[Start of Provided entries]

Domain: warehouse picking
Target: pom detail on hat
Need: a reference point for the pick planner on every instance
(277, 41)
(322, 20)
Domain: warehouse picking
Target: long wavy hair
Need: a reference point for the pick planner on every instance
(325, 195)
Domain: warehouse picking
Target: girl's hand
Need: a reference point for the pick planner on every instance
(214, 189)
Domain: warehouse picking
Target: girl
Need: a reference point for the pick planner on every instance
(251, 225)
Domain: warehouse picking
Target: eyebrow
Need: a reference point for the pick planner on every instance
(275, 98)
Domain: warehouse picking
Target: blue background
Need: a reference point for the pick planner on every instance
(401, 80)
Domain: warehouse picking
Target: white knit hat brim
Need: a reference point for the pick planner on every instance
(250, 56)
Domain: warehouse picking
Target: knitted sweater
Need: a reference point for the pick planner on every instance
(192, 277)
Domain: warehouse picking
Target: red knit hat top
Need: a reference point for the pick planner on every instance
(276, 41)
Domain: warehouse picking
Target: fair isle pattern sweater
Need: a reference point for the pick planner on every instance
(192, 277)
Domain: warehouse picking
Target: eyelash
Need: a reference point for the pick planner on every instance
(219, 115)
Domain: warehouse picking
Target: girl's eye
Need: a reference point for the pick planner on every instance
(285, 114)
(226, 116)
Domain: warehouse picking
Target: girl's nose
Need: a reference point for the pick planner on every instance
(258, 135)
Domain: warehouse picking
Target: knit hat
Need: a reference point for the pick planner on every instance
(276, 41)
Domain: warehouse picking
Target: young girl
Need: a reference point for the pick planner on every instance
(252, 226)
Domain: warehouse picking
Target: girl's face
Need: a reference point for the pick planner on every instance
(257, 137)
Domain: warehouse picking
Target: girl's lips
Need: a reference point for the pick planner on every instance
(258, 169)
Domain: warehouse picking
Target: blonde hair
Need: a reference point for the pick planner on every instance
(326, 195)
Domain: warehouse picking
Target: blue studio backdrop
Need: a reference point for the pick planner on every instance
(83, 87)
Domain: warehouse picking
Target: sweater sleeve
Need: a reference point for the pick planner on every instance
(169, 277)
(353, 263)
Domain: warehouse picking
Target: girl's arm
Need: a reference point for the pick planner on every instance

[End of Provided entries]

» **Stated problem**
Return each entry from above without altering a single character.

» **Response for this exercise**
Domain: warehouse picking
Target: pom detail on hat
Need: a reference point for the pick planner on every instance
(277, 41)
(322, 20)
Domain: warehouse picking
Target: long wavy hair
Need: a reference point for the pick planner on every instance
(325, 195)
Domain: warehouse picking
Target: girl's hand
Need: a reference point for the pick planner on every instance
(214, 189)
Domain: warehouse picking
Target: girl
Need: a reference point for the pick planner on every instance
(251, 225)
Domain: warehouse picking
Target: eyebrow
Need: a reference point for the pick planner on every instance
(275, 98)
Domain: warehouse picking
Target: blue background
Need: a reference point for the pick planner on every instance
(401, 80)
Domain: warehouse picking
Target: white knit hat brim
Need: a reference point for the pick planner on every instance
(250, 56)
Domain: warehouse picking
Target: knitted sweater
Need: a reference point for the pick planner on every instance
(192, 277)
Domain: warehouse picking
Target: red knit hat top
Need: a reference point for the pick planner on every instance
(276, 41)
Domain: warehouse picking
Target: fair isle pattern sweater
Need: a reference point for the pick planner on every instance
(192, 277)
Domain: warehouse picking
Target: eyelash
Need: a reference point for the pick planner on every instance
(219, 115)
Domain: warehouse picking
Target: girl's eye
Need: a reference point for the pick planner on every instance
(285, 114)
(226, 116)
Domain: warehouse picking
Target: girl's nose
Need: a reference point for the pick planner on every instance
(258, 135)
Domain: warehouse picking
Target: knit hat
Need: a reference point for the pick planner on every instance
(276, 41)
Domain: warehouse picking
Target: young girl
Need: a reference point for the pick planner on every instance
(252, 226)
Domain: warehouse picking
Target: girl's face
Need: a reference point for the pick planner on every instance
(257, 137)
Domain: warehouse picking
Target: girl's lips
Need: a reference point for the pick planner on every instance
(258, 169)
Domain: warehouse picking
Target: blonde hair
Need: a reference point for the pick planner on every instance
(326, 195)
Domain: warehouse picking
Target: blue studio backdrop
Need: a reference point for the pick planner on every instance
(83, 87)
Domain: warehouse picking
Target: sweater sleeve
Need: a reference point for the pick planner on every instance
(169, 277)
(353, 263)
Domain: warehouse picking
Target: girl's arm
Need: a reference point for the pick planner on every instance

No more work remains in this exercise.